§ Task description
Can you find the lines of the listing that include "child" and copy every one?

§ Task input
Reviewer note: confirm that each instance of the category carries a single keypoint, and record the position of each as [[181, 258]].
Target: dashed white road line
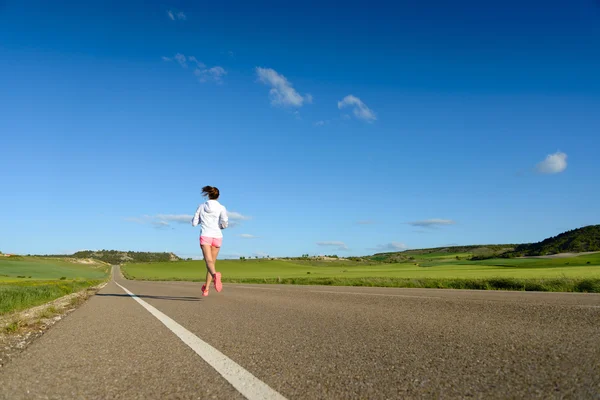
[[243, 381]]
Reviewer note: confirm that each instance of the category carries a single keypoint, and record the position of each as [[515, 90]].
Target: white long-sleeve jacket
[[212, 217]]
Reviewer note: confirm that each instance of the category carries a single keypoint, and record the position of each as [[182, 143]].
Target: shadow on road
[[144, 296]]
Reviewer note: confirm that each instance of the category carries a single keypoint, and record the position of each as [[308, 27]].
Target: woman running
[[212, 217]]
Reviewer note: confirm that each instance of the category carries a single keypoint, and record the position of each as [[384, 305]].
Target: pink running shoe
[[218, 284]]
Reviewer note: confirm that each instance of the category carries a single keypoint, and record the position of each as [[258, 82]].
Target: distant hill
[[476, 250], [573, 241], [119, 257]]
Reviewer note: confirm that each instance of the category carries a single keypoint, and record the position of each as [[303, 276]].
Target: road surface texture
[[311, 342]]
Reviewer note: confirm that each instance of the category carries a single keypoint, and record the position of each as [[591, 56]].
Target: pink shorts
[[214, 242]]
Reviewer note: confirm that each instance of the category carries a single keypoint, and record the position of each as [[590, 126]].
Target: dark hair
[[211, 192]]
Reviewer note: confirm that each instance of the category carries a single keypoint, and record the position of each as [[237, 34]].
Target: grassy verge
[[575, 274], [17, 296], [564, 284], [586, 285]]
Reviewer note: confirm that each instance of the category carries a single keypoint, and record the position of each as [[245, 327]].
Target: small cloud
[[360, 109], [137, 220], [181, 59], [179, 218], [198, 63], [165, 220], [237, 216], [176, 15], [282, 93], [215, 74], [247, 236], [366, 222], [553, 164], [393, 246], [430, 223], [203, 73], [160, 224], [338, 245]]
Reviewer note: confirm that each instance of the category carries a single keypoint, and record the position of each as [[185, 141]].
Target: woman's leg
[[210, 263], [215, 253]]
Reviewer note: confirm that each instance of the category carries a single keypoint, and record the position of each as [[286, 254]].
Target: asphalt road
[[311, 342]]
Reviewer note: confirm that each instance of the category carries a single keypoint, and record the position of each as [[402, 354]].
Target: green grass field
[[432, 270], [31, 281]]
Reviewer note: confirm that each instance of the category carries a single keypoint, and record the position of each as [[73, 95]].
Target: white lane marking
[[374, 294], [259, 288], [441, 297], [247, 384]]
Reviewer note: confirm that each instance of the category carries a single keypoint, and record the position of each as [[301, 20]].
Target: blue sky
[[329, 127]]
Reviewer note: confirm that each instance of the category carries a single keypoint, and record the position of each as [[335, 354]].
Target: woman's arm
[[196, 219], [223, 219]]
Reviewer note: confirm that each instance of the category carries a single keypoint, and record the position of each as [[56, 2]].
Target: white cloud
[[428, 223], [164, 220], [366, 222], [237, 216], [282, 93], [338, 245], [179, 15], [360, 109], [203, 73], [179, 218], [393, 246], [215, 74], [181, 59], [553, 164], [198, 63]]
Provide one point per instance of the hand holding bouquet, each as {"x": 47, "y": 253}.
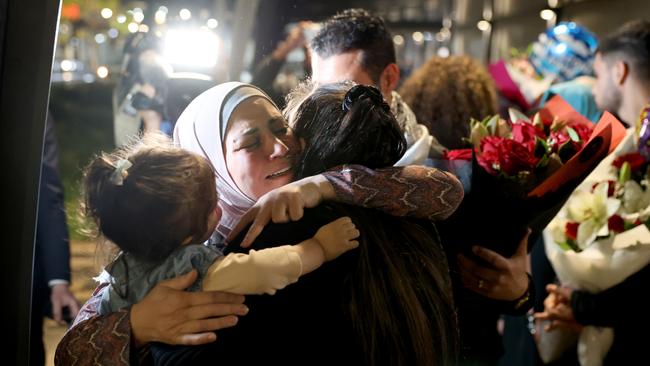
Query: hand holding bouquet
{"x": 601, "y": 236}
{"x": 523, "y": 170}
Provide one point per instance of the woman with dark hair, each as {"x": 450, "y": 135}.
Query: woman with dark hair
{"x": 390, "y": 302}
{"x": 341, "y": 123}
{"x": 246, "y": 139}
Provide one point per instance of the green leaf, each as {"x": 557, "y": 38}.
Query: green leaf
{"x": 516, "y": 115}
{"x": 477, "y": 134}
{"x": 573, "y": 134}
{"x": 625, "y": 173}
{"x": 537, "y": 121}
{"x": 491, "y": 125}
{"x": 541, "y": 147}
{"x": 566, "y": 151}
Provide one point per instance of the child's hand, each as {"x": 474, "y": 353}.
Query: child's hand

§ Your solution
Provide one point per instance of the child's hand, each as {"x": 474, "y": 353}.
Query: child's hand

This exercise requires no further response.